### About this exercise
The answer must consist of the records, repeated exactly.

### Records for the exercise

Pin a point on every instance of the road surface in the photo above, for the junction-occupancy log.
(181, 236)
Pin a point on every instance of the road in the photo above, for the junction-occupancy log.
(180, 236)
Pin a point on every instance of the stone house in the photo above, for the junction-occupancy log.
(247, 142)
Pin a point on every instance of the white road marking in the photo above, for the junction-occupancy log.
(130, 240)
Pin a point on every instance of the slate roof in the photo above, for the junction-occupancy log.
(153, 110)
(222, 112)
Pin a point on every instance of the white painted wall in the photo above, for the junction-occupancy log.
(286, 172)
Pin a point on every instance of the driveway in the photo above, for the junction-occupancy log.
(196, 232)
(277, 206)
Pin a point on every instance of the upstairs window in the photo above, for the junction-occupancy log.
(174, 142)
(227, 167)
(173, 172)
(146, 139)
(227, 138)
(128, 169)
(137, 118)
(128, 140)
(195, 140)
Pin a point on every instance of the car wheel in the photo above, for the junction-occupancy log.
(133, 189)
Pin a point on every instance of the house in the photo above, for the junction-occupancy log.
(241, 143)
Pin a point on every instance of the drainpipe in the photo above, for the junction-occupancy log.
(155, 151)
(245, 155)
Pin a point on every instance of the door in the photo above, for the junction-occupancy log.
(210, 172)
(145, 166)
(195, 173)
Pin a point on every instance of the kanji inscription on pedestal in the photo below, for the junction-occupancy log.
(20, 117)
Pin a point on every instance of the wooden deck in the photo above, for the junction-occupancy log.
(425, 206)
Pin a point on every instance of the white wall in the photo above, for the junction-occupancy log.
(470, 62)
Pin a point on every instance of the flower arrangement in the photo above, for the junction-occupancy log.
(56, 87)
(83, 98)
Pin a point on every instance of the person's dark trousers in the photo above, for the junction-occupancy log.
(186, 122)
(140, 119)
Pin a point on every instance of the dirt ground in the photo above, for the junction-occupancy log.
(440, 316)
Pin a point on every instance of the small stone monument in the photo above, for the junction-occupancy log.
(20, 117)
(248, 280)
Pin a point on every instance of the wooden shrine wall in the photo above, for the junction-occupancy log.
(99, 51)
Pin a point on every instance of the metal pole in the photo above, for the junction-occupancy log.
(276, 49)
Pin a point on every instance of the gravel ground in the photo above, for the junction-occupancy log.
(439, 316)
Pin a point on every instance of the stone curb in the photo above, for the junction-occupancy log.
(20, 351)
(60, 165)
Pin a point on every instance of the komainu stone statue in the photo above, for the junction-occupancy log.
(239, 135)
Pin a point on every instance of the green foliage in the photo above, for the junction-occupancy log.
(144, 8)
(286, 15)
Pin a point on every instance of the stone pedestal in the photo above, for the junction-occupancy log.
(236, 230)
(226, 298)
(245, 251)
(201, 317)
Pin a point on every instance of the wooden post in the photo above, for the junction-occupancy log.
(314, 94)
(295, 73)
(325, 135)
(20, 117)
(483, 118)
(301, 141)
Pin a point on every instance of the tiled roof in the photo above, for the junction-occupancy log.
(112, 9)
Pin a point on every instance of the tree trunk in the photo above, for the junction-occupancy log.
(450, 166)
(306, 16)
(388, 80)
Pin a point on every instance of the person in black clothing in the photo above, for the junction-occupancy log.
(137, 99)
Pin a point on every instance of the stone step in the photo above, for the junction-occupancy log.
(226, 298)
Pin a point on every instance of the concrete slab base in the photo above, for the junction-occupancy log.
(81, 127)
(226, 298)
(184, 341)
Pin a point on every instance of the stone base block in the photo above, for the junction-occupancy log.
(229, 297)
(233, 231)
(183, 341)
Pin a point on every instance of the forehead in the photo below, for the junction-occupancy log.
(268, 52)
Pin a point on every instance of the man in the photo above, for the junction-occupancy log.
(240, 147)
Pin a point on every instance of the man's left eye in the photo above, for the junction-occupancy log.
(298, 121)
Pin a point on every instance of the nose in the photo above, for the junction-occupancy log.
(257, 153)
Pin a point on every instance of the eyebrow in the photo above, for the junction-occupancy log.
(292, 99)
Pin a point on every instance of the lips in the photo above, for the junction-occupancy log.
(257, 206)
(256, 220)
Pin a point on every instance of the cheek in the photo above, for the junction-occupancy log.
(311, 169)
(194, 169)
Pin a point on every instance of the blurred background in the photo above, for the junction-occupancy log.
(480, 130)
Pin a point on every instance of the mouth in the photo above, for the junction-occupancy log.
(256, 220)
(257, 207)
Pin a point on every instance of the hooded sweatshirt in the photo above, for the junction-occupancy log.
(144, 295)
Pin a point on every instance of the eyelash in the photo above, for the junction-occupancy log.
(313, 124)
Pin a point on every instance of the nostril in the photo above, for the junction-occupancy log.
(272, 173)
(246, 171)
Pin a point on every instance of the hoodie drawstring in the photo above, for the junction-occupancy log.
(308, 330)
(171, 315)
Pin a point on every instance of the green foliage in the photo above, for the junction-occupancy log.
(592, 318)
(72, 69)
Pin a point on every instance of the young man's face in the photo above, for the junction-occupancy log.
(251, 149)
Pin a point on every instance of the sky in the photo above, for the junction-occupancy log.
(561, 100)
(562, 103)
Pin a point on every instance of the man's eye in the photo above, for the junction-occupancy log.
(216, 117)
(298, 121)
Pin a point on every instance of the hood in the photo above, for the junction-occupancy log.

### Solved problem
Pin a point on every instance of the road surface in the photo above, for the junction-occupancy log.
(181, 236)
Pin a point on every instance of the road in the photo above, for the junction-occupancy log.
(180, 236)
Pin a point on every instance of the stone house in the photo above, for the junction-occupancy log.
(247, 142)
Pin a point on every instance of the white road marking in the photo above, for the junction-occupancy log.
(130, 240)
Pin a point on every instance of the slate roof in the photo above, for the junction-occupancy log.
(153, 110)
(222, 112)
Pin a point on every instance of the white painted wall in the photo above, for the junction-occupancy log.
(286, 172)
Pin a point on every instance of the driveway in the photo above, for the junction-occupancy log.
(196, 232)
(277, 206)
Pin a point on every instance of the upstairs window in the photo above, for the junction-occupancy log.
(174, 142)
(227, 167)
(173, 172)
(146, 139)
(227, 138)
(128, 169)
(137, 118)
(128, 140)
(195, 140)
Pin a point on every instance of the car wheel in the photo above, for the junction-occupancy log.
(133, 189)
Pin a point on every instance of the house in the photo above, for the junction-occupancy log.
(241, 143)
Pin a point on every instance of the drainpipe in the photo above, for the junction-occupancy log.
(155, 151)
(245, 155)
Pin a point on every instance of the door in the photo above, for the junction-occupancy log.
(210, 172)
(145, 166)
(195, 173)
Pin a point on every instance of the kanji inscription on pedestal in the photo below, for the junction-occupancy log.
(20, 117)
Pin a point on every instance of the wooden deck in the photo above, for the junction-occupancy log.
(425, 206)
Pin a point on every instance of the white wall in the photo above, for the junction-occupancy log.
(470, 62)
Pin a point on every instance of the flower arrangement in the photo above, for the junction-occupancy log.
(56, 87)
(83, 98)
Pin a point on every instance of the person's dark trousers in the photo above, for the junction-occupancy log.
(186, 122)
(140, 119)
Pin a point on every instance of the dirt ground in the photo above, for the junction-occupancy log.
(440, 316)
Pin a point on every instance of the small stone monument in the photo above, for the junction-occupancy log.
(20, 117)
(248, 280)
Pin a point on every instance of the wooden shrine wall in the photo above, for the junction-occupancy log.
(99, 51)
Pin a point on every instance of the metal pole in the photo above, for the junction-occupancy log.
(276, 49)
Pin a point on every instance of the gravel ground in the photo above, for the junction-occupancy log.
(439, 316)
Pin a point on every instance of the stone curb in the photo above, for the junction-occupancy log.
(20, 351)
(60, 165)
Pin a point on every instance of the komainu stone statue in the photo above, for the junction-occupancy log.
(239, 135)
Pin a point on every instance of the green foliage in the photo above, for the junction-occupancy log.
(144, 8)
(286, 15)
Pin a point on every instance of the stone pedestal in the photo above, for the junction-occupancy log.
(236, 230)
(226, 298)
(245, 251)
(201, 317)
Pin a point on every instance of the wooden post in the photo above, for the junction-occupancy log.
(314, 94)
(295, 73)
(325, 135)
(20, 117)
(483, 118)
(301, 141)
Pin a point on every instance of the tiled roof in the photo above, for the junction-occupancy log.
(112, 9)
Pin a point on every instance of the tree trunk in the photo above, for the junction-occupancy log.
(450, 166)
(306, 16)
(388, 80)
Pin a point on every instance of the person in black clothing in the photo above, for the junction-occupancy log.
(137, 99)
Pin a point on every instance of the stone step in the photo above, for the junction-occupancy log.
(226, 298)
Pin a point on every instance of the concrete slab base in the photo above, for the junction-occupancy log.
(81, 127)
(226, 298)
(184, 341)
Pin a point on every instance of the stone base block in the photo above, for the junction-occupancy log.
(229, 297)
(233, 231)
(183, 341)
Pin a point on every instance of the forehead in the photo below, for the junction-occupancy log.
(268, 52)
Pin a point on every instance of the man in the photo above, for the junction-occupancy log.
(240, 147)
Pin a point on every instance of the man's left eye in the photo above, for the junction-occupancy log.
(298, 121)
Pin a point on every instance of the nose in the photo above, for the junction-occupancy log.
(257, 153)
Pin a point on every instance of the eyebrow in the photo above, for the junction-occupancy log.
(292, 99)
Pin a point on every instance of the lips in the photo above, for the junction-occupancy log.
(257, 206)
(256, 220)
Pin a point on every instance of the cheek in the photo above, for the junction-occupancy log.
(311, 169)
(194, 169)
Pin a point on every instance of the blurred background in the photo above, for the junction-occupancy log.
(480, 130)
Pin a point on every instance of the mouth in the photo above, for the junction-occupancy log.
(256, 220)
(257, 207)
Pin a point on every instance of the hooded sweatshirt in the photo above, for the junction-occupancy log.
(144, 295)
Pin a point on every instance of the eyelash in the photo above, for the junction-occupancy log.
(313, 124)
Pin a point on every instance of the nostril in the photo above, for the junction-occupancy log.
(272, 173)
(246, 171)
Pin a point on every instance of the hoodie drawstring in the photo above, for the junction-occupancy log.
(308, 330)
(171, 315)
Pin a point on every instance of the green foliage in the photo above, for the junction-occupancy log.
(592, 318)
(72, 69)
Pin a point on every instance of the young man's face in the photo above, for the junction-occupancy log.
(251, 149)
Pin a point on every instance of the sky in the photo above, for the junction-occupancy log.
(561, 100)
(562, 103)
Pin a point on every instance of the man's eye in the photo above, for the junction-occupancy log.
(216, 117)
(298, 121)
Pin a point on every instance of the hood in the photo above, for the junction-occupancy log.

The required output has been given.